[begin Provided entries]

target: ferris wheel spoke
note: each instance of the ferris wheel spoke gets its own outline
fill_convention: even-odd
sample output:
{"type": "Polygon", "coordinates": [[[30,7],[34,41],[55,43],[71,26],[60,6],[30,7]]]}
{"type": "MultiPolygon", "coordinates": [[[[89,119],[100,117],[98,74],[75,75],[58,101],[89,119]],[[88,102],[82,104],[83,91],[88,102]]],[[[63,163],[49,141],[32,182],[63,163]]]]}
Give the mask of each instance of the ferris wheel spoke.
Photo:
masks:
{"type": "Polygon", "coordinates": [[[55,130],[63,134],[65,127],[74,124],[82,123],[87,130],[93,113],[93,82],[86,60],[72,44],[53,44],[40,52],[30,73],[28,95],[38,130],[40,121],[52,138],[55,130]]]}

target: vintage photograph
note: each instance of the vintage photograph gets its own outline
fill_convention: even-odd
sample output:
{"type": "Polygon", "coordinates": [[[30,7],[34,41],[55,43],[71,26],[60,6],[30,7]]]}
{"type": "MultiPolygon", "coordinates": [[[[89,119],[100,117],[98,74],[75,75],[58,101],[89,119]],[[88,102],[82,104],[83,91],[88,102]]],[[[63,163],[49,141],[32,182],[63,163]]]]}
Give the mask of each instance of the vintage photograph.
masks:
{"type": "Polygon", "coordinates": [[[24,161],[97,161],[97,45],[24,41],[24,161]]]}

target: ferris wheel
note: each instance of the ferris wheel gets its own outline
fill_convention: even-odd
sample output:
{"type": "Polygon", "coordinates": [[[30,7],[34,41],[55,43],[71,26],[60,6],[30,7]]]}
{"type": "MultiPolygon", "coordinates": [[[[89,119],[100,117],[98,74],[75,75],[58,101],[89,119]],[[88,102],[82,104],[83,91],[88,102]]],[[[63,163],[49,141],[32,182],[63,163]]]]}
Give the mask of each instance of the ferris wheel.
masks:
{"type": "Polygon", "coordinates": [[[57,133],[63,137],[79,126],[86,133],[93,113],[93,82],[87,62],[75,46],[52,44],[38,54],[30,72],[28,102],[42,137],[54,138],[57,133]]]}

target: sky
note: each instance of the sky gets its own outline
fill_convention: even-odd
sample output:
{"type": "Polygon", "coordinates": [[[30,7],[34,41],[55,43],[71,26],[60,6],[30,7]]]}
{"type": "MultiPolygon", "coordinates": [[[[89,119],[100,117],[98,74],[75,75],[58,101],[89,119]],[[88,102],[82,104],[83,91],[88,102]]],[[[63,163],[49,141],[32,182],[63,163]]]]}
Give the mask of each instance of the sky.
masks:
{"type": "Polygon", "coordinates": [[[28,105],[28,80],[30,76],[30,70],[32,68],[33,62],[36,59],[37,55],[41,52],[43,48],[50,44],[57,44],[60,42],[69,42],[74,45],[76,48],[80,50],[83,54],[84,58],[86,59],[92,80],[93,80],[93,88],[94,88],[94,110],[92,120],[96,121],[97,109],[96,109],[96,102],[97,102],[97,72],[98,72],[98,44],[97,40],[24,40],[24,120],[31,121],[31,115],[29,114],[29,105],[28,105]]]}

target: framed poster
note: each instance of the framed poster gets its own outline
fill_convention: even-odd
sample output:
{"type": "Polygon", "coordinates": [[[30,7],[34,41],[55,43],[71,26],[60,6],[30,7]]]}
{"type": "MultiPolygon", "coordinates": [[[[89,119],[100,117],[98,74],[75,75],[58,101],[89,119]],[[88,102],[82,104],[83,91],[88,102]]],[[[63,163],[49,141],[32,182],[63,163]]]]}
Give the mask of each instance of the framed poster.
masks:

[end Provided entries]

• Aim
Rewrite all of the data above, replacing every occurrence of "even-odd" with "nonzero" and leaving everything else unchanged.

• Output
target: ferris wheel spoke
note: each instance of the ferris wheel spoke gets its own outline
fill_convention: nonzero
sample output:
{"type": "Polygon", "coordinates": [[[30,7],[34,41],[55,43],[71,26],[60,6],[30,7]]]}
{"type": "MultiPolygon", "coordinates": [[[[89,119],[100,117],[98,74],[75,75],[58,101],[89,119]],[[88,102],[82,104],[83,91],[88,102]]],[[[63,163],[49,141],[32,182],[63,163]]]]}
Give the mask of each instance of the ferris wheel spoke.
Photo:
masks:
{"type": "Polygon", "coordinates": [[[55,130],[63,134],[65,127],[74,124],[82,123],[87,130],[93,113],[93,82],[86,60],[72,44],[53,44],[40,52],[30,73],[28,95],[38,130],[40,121],[52,138],[55,130]]]}

target: vintage photograph
note: each instance of the vintage photograph gets its own outline
fill_convention: nonzero
sample output:
{"type": "Polygon", "coordinates": [[[30,7],[34,41],[55,43],[71,26],[60,6],[30,7]]]}
{"type": "MultiPolygon", "coordinates": [[[[89,119],[100,117],[98,74],[75,75],[58,101],[89,119]],[[88,102],[82,104],[83,91],[88,102]]],[[[63,163],[49,141],[32,182],[63,163]]]]}
Give the mask of each instance of the vintage photograph.
masks:
{"type": "Polygon", "coordinates": [[[24,161],[97,161],[97,45],[24,41],[24,161]]]}

target: ferris wheel
note: each instance of the ferris wheel gets its own outline
fill_convention: nonzero
sample output:
{"type": "Polygon", "coordinates": [[[30,7],[34,41],[55,43],[71,26],[60,6],[30,7]]]}
{"type": "MultiPolygon", "coordinates": [[[[89,119],[100,117],[98,74],[75,75],[58,101],[89,119]],[[88,102],[82,104],[83,91],[88,102]]],[[[63,163],[49,141],[32,182],[63,163]]]]}
Give the mask of each instance of the ferris wheel.
masks:
{"type": "Polygon", "coordinates": [[[57,133],[63,137],[79,126],[86,133],[93,113],[93,82],[87,62],[75,46],[52,44],[38,54],[30,72],[28,102],[42,137],[54,138],[57,133]]]}

target: sky
note: each instance of the sky gets its own outline
fill_convention: nonzero
sample output:
{"type": "Polygon", "coordinates": [[[30,7],[34,41],[55,43],[71,26],[60,6],[30,7]]]}
{"type": "MultiPolygon", "coordinates": [[[[89,119],[100,117],[98,74],[75,75],[58,101],[89,119]],[[88,102],[82,104],[83,91],[88,102]]],[[[63,163],[49,141],[32,182],[63,163]]]]}
Give the mask of each instance of the sky.
masks:
{"type": "Polygon", "coordinates": [[[28,105],[28,80],[30,76],[30,70],[32,68],[33,62],[36,59],[37,55],[41,52],[43,48],[50,44],[57,44],[60,42],[69,42],[74,45],[76,48],[80,50],[83,54],[84,58],[86,59],[92,80],[93,80],[93,88],[94,88],[94,110],[92,120],[96,121],[97,109],[96,109],[96,102],[97,102],[97,72],[98,72],[98,44],[97,40],[24,40],[24,120],[31,121],[31,115],[29,114],[29,105],[28,105]]]}

target: framed poster
note: each instance of the framed poster gets its own outline
fill_convention: nonzero
sample output:
{"type": "Polygon", "coordinates": [[[30,7],[34,41],[55,43],[71,26],[60,6],[30,7]]]}
{"type": "MultiPolygon", "coordinates": [[[[89,119],[100,117],[98,74],[75,75],[58,101],[89,119]],[[88,102],[82,104],[83,91],[88,102]]],[[[63,163],[49,141],[32,182],[63,163]]]]}
Give the mask of each instance of the framed poster.
masks:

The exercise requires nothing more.